#### [What you should do]
Report each line of the listing below that holds "dark".

************

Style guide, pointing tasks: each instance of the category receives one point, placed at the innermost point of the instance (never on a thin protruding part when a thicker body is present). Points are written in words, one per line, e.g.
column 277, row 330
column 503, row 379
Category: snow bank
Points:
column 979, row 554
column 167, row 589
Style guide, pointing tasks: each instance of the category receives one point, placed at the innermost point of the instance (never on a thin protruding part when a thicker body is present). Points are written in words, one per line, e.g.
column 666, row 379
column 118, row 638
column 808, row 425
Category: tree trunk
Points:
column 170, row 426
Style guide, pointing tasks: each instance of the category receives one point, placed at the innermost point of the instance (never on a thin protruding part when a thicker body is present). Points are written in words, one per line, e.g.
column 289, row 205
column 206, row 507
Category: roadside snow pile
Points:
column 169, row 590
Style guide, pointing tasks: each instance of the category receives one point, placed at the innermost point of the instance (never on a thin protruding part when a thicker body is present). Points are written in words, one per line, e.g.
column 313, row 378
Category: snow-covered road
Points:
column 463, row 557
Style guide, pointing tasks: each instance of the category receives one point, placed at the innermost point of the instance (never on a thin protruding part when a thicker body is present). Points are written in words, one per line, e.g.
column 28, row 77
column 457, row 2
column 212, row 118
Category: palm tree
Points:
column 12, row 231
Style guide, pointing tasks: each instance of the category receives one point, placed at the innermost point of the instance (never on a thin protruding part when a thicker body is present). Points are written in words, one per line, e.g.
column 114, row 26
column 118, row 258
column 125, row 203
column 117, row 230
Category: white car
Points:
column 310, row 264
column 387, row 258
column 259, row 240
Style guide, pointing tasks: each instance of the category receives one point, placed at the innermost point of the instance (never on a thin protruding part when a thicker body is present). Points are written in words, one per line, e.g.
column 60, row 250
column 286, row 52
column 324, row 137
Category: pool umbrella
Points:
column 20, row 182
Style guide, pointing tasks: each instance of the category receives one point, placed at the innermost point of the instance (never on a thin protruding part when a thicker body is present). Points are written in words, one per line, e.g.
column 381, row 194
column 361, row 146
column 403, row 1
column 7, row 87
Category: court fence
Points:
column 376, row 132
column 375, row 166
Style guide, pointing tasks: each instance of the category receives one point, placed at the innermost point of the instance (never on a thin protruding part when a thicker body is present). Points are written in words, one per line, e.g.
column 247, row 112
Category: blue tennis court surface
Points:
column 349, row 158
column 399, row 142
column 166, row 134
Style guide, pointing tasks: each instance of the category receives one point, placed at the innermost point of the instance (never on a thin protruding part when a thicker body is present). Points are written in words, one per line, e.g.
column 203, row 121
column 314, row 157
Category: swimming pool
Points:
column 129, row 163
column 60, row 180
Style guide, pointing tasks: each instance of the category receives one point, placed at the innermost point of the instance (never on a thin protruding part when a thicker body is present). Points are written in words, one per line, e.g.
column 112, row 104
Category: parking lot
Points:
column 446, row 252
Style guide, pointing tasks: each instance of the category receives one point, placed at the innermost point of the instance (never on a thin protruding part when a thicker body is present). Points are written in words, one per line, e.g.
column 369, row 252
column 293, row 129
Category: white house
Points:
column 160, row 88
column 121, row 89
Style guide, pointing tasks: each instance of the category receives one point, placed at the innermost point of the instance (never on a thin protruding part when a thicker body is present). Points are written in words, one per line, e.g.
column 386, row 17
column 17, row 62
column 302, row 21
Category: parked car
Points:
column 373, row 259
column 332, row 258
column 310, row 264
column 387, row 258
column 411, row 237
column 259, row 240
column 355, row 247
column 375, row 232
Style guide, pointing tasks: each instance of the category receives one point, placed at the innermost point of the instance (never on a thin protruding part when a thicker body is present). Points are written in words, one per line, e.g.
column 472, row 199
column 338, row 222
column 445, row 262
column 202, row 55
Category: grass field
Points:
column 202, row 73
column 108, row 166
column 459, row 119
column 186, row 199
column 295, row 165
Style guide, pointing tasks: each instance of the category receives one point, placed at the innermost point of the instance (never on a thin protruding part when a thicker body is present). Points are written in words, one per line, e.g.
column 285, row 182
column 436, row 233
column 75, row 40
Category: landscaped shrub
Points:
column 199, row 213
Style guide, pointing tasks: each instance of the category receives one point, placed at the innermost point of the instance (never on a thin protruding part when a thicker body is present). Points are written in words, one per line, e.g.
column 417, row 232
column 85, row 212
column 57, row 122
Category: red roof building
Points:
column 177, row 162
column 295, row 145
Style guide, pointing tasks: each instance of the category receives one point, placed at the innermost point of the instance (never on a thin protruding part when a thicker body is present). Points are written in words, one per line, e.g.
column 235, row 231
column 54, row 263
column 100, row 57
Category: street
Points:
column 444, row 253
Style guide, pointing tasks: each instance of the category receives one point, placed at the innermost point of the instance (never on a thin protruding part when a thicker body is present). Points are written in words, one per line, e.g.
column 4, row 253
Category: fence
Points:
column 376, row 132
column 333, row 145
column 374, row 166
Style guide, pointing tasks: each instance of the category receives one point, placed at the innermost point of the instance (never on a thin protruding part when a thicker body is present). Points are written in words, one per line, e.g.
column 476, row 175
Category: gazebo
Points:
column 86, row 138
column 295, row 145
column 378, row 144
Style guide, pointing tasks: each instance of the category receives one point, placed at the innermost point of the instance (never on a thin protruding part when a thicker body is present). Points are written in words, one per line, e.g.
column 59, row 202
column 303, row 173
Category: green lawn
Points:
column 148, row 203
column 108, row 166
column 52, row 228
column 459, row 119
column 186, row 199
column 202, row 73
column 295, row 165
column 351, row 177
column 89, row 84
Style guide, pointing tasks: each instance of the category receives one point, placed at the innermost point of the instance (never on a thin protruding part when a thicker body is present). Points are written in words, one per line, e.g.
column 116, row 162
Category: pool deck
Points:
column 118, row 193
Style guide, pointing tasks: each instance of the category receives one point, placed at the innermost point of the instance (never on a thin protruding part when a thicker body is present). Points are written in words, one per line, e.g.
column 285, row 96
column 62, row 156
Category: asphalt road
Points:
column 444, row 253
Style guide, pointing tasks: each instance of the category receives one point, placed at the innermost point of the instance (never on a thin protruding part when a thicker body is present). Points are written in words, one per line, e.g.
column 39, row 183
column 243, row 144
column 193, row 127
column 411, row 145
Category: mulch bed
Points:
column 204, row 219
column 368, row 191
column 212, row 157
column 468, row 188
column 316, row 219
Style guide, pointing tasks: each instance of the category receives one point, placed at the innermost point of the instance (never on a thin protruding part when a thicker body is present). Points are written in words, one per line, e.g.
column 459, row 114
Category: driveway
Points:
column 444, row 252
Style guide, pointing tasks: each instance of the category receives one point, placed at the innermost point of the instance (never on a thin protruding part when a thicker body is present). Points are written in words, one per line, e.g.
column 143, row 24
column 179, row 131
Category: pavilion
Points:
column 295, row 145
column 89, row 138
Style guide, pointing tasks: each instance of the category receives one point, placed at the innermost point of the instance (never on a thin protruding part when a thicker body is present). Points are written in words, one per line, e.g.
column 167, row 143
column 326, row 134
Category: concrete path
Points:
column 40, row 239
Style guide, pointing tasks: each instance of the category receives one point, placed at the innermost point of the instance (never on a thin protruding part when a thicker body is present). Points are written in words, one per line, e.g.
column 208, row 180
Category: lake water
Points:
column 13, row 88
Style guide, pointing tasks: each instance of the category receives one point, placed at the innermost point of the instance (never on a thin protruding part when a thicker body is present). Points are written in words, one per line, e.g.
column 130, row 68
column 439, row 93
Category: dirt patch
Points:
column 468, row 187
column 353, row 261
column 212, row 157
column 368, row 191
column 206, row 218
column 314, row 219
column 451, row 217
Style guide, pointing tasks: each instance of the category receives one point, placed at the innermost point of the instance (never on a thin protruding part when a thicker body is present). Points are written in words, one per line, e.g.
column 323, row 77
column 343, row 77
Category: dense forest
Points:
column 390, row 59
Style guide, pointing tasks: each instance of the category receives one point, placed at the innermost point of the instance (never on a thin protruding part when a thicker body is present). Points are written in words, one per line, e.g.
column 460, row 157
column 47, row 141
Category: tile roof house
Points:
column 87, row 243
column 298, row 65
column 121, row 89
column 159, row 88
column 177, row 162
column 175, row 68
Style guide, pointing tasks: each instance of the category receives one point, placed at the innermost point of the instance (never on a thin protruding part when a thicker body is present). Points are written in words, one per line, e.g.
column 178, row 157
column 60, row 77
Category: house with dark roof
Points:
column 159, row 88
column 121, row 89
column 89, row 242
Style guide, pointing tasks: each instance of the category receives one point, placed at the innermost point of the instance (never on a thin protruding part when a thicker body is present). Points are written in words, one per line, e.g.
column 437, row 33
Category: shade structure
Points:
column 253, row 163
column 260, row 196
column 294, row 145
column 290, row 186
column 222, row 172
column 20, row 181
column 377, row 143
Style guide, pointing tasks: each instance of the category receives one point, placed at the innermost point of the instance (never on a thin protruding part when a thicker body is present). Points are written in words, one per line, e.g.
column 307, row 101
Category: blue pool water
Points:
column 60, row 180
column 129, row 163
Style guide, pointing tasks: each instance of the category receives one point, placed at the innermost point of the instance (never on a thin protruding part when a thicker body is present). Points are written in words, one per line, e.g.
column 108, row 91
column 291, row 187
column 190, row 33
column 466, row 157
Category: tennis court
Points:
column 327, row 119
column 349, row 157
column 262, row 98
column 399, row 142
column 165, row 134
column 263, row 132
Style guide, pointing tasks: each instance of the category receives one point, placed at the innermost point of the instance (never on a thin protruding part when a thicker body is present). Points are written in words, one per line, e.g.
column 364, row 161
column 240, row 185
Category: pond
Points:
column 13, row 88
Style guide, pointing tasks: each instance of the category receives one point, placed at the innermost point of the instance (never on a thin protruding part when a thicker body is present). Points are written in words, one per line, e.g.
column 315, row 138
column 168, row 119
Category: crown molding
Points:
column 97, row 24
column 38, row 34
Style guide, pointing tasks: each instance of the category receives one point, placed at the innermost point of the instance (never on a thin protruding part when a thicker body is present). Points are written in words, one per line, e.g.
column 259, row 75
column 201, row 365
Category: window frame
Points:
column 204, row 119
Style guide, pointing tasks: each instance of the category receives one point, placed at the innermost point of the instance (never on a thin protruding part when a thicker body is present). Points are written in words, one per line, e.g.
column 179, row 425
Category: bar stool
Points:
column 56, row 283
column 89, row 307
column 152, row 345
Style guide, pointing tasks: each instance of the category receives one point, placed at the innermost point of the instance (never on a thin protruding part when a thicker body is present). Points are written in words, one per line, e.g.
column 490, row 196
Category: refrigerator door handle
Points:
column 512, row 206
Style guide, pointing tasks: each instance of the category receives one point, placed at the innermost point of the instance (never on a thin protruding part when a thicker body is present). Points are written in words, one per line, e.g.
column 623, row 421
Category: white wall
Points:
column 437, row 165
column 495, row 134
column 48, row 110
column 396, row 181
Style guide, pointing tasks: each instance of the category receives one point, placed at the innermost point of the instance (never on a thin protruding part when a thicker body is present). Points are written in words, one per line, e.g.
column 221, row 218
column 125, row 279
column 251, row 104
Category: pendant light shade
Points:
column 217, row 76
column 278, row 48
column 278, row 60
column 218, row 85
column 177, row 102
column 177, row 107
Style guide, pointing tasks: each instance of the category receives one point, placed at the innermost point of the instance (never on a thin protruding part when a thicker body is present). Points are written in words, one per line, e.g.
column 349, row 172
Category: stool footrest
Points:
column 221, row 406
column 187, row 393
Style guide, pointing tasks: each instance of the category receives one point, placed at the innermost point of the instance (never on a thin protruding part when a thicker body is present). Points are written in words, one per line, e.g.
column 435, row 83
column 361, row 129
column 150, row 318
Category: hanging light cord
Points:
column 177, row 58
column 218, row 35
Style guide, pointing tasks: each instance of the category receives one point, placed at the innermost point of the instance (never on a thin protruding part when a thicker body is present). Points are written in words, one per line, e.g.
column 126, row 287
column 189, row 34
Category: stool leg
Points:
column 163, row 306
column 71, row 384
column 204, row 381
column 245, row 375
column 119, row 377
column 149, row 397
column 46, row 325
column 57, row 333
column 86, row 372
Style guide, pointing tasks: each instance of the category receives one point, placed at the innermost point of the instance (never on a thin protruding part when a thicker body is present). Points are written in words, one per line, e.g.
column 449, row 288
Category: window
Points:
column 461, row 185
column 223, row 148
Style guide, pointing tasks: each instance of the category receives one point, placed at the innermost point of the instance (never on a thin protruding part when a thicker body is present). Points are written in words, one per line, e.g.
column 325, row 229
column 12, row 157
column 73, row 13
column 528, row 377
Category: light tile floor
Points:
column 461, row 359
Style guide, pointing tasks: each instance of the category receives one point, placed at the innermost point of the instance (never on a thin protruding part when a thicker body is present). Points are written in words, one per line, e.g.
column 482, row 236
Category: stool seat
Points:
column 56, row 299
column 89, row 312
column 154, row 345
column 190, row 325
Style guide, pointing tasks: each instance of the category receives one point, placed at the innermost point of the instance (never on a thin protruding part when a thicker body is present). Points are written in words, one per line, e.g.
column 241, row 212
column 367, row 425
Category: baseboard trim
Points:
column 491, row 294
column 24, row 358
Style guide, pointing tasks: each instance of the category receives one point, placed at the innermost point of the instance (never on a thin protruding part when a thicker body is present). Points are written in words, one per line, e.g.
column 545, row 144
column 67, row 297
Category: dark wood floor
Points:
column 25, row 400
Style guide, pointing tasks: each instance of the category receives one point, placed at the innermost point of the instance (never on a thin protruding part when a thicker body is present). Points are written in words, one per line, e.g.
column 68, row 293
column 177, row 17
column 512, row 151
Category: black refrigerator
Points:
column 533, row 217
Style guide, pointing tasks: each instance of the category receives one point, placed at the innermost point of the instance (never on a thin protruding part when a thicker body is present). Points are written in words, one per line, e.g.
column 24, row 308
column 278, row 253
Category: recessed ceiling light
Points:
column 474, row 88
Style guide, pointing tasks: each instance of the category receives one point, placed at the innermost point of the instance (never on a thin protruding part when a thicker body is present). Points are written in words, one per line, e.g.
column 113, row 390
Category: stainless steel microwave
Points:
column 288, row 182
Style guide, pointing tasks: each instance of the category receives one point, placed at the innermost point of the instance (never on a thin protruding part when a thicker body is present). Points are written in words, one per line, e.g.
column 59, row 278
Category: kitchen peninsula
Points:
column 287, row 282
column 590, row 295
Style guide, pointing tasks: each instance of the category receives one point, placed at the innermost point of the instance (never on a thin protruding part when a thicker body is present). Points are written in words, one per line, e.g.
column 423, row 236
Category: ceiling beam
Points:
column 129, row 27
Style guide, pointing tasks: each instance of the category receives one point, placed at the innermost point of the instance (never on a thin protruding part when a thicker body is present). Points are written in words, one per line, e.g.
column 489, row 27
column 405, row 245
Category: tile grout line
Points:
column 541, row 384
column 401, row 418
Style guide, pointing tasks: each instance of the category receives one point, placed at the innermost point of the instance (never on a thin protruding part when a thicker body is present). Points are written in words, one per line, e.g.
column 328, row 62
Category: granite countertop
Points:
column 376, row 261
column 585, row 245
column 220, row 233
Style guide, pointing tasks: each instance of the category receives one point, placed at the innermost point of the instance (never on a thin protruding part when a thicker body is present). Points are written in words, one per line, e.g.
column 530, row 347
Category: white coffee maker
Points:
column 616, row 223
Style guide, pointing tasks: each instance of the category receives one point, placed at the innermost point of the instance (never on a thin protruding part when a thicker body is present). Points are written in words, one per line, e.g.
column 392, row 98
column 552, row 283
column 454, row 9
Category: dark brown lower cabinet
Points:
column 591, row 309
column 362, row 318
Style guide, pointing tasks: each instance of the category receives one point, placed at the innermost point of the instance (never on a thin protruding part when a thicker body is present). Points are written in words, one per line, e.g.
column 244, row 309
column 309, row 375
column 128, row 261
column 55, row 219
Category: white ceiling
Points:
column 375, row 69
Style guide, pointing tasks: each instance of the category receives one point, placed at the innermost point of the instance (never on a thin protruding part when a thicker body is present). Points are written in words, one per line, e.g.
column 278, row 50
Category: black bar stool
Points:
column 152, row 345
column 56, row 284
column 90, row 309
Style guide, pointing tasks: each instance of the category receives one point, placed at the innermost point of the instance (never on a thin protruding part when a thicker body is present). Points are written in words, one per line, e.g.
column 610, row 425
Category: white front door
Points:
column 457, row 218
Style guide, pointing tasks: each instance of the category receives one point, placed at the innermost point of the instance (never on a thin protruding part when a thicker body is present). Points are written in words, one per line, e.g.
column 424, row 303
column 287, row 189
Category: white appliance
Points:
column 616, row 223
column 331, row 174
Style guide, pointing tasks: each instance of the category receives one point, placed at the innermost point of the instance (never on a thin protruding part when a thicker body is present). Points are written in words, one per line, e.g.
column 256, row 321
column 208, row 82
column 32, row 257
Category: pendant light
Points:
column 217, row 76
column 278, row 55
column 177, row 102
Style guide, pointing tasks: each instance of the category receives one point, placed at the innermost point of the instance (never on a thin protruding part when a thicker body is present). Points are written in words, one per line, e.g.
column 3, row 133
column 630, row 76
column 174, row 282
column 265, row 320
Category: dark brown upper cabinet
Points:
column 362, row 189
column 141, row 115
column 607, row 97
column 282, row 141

************

#### [Response to the task]
Category: house with dark roof
Category: dark wood floor
Category: dark brown lower cabinet
Category: dark brown upper cabinet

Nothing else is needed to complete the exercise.